Where the line containing "format | one" appears below, begin there and reproduce each line exactly through the last one, omitting pictures.

### EXERCISE MATERIALS

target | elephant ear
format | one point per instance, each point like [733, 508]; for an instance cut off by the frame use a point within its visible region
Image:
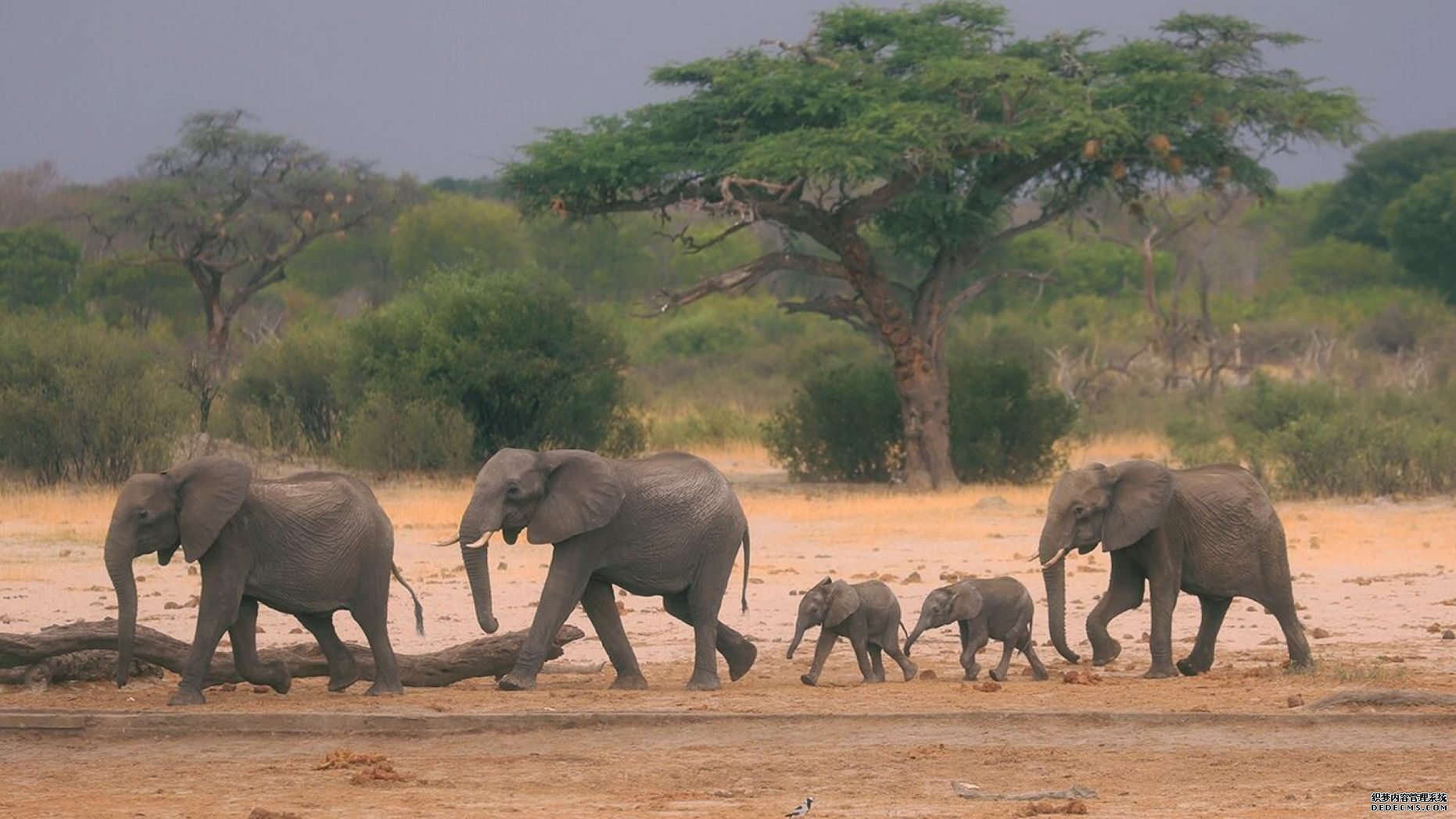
[844, 601]
[209, 493]
[1140, 496]
[583, 493]
[967, 603]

######

## [RESULT FOR THIS TASK]
format | one point per instance, each point like [733, 508]; for an instance cut off by the frame use a point within its visible region
Image:
[844, 601]
[209, 493]
[1140, 496]
[583, 493]
[967, 603]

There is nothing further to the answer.